- _AIM OF THE EXERCISE_
Whenever a picture appears, leave it out while repeating all the other data exactly.

Stored data entries
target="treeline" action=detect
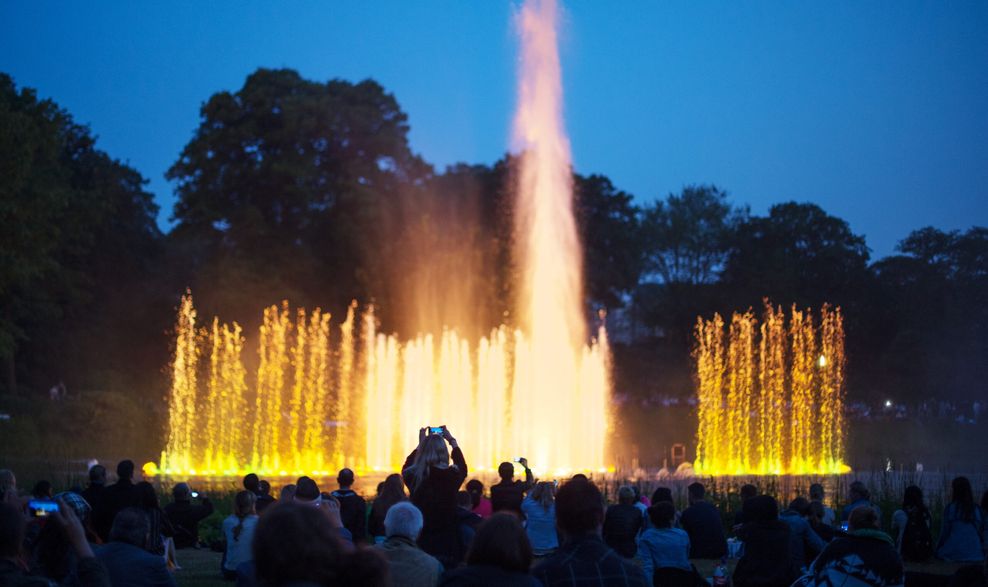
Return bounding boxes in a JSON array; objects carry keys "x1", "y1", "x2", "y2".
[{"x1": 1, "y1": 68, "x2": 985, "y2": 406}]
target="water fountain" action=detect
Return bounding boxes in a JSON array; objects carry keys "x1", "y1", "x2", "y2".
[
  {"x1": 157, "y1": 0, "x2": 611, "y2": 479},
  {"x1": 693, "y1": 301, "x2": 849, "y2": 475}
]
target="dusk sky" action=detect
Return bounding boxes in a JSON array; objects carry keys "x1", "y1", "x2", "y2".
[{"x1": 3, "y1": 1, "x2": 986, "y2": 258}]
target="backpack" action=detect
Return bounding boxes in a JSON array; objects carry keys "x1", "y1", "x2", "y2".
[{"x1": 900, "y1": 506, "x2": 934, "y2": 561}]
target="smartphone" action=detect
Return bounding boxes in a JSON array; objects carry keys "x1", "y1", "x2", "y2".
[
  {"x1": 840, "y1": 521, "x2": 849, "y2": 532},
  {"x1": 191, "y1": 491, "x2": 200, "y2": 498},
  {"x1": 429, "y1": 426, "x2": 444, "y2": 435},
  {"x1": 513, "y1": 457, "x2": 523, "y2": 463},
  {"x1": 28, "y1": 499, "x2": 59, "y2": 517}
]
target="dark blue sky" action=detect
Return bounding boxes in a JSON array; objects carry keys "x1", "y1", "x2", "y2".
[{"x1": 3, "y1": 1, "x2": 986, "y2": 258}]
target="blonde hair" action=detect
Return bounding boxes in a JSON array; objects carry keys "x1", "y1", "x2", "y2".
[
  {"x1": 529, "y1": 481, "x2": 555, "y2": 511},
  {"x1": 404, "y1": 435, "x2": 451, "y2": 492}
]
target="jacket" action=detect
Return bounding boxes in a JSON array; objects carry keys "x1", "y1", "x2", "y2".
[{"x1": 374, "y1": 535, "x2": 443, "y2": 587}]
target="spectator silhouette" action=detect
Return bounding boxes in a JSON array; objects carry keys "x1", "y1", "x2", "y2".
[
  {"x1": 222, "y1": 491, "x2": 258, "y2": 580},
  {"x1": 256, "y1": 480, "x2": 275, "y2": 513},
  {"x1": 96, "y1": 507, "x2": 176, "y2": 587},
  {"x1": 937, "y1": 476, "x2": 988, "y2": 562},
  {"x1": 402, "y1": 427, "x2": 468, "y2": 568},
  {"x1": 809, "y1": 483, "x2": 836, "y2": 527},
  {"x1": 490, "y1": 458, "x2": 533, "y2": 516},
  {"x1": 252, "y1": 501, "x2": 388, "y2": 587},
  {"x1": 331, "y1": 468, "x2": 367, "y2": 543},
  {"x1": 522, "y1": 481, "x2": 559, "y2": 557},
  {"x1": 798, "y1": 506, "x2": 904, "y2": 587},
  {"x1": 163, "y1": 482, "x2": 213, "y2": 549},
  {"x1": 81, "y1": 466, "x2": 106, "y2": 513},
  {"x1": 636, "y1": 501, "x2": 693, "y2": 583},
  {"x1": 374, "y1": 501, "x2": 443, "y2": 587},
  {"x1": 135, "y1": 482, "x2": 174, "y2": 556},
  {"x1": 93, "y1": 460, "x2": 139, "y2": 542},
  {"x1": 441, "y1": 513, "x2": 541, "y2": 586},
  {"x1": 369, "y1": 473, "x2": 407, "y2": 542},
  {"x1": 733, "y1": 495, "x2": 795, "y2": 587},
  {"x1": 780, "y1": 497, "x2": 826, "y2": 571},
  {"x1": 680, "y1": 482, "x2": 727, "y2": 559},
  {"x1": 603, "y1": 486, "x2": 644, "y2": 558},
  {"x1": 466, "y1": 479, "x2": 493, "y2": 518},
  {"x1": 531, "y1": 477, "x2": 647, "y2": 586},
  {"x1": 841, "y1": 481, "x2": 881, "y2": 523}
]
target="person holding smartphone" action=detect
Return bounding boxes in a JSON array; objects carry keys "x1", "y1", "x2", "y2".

- _REPLY_
target="treeline" action=detect
Return bounding boxes in a JSON array; objects carry keys "x1", "y1", "x2", "y2".
[{"x1": 1, "y1": 68, "x2": 985, "y2": 406}]
target="water fountain" action=detect
Return bounding boxes in a JSON array; objects carry keys "x1", "y1", "x2", "y2".
[
  {"x1": 157, "y1": 0, "x2": 611, "y2": 479},
  {"x1": 693, "y1": 301, "x2": 849, "y2": 475}
]
target="dusk sky" action=detect
Return bounding boxes in a JSON array; objects carry keys "x1", "y1", "x2", "y2".
[{"x1": 3, "y1": 1, "x2": 986, "y2": 258}]
target="backpack" action=detect
Return bounding boxes in a JSON array; objects carry keys "x1", "y1", "x2", "y2".
[{"x1": 900, "y1": 506, "x2": 934, "y2": 561}]
target="smartphone" action=detect
Return bounding boxes in a JSON array; objects carry keys "x1", "y1", "x2", "y2".
[
  {"x1": 840, "y1": 521, "x2": 849, "y2": 532},
  {"x1": 191, "y1": 491, "x2": 200, "y2": 498},
  {"x1": 429, "y1": 426, "x2": 444, "y2": 435},
  {"x1": 513, "y1": 457, "x2": 523, "y2": 463},
  {"x1": 28, "y1": 499, "x2": 59, "y2": 517}
]
target="dark blue sky" action=detect
Return bounding boxes in a JSON array; objects carry keys "x1", "y1", "x2", "y2".
[{"x1": 3, "y1": 1, "x2": 986, "y2": 258}]
target="blonde hair" action=detect
Return bounding boxes in a JSON array; objects carry keys "x1", "y1", "x2", "y2".
[
  {"x1": 529, "y1": 481, "x2": 555, "y2": 511},
  {"x1": 404, "y1": 435, "x2": 451, "y2": 492}
]
target="jacket" action=detect
Return bounding boxes in a JSON array; objects carry keys "x1", "y1", "x2", "y2".
[{"x1": 374, "y1": 535, "x2": 443, "y2": 587}]
target="spectator silhouette" action=detect
Return bounding boxes in a JSON array; objects carry keys "x1", "y1", "x2", "y2".
[
  {"x1": 222, "y1": 491, "x2": 258, "y2": 580},
  {"x1": 256, "y1": 480, "x2": 275, "y2": 513},
  {"x1": 96, "y1": 507, "x2": 176, "y2": 587},
  {"x1": 937, "y1": 476, "x2": 988, "y2": 562},
  {"x1": 402, "y1": 427, "x2": 468, "y2": 568},
  {"x1": 809, "y1": 483, "x2": 836, "y2": 527},
  {"x1": 490, "y1": 458, "x2": 533, "y2": 516},
  {"x1": 252, "y1": 501, "x2": 388, "y2": 587},
  {"x1": 331, "y1": 468, "x2": 367, "y2": 543},
  {"x1": 522, "y1": 481, "x2": 559, "y2": 557},
  {"x1": 798, "y1": 506, "x2": 904, "y2": 587},
  {"x1": 163, "y1": 482, "x2": 213, "y2": 549},
  {"x1": 81, "y1": 466, "x2": 106, "y2": 513},
  {"x1": 636, "y1": 501, "x2": 693, "y2": 583},
  {"x1": 374, "y1": 501, "x2": 443, "y2": 587},
  {"x1": 135, "y1": 482, "x2": 174, "y2": 556},
  {"x1": 93, "y1": 460, "x2": 139, "y2": 542},
  {"x1": 441, "y1": 513, "x2": 541, "y2": 586},
  {"x1": 369, "y1": 473, "x2": 407, "y2": 542},
  {"x1": 733, "y1": 495, "x2": 795, "y2": 587},
  {"x1": 780, "y1": 497, "x2": 826, "y2": 571},
  {"x1": 680, "y1": 482, "x2": 727, "y2": 559},
  {"x1": 603, "y1": 486, "x2": 644, "y2": 558},
  {"x1": 466, "y1": 479, "x2": 493, "y2": 518},
  {"x1": 531, "y1": 477, "x2": 647, "y2": 586},
  {"x1": 841, "y1": 481, "x2": 881, "y2": 523}
]
target="person holding smartphone" action=detect
Return bounding boxes in a JSON array; objects carry keys "x1", "y1", "x2", "y2".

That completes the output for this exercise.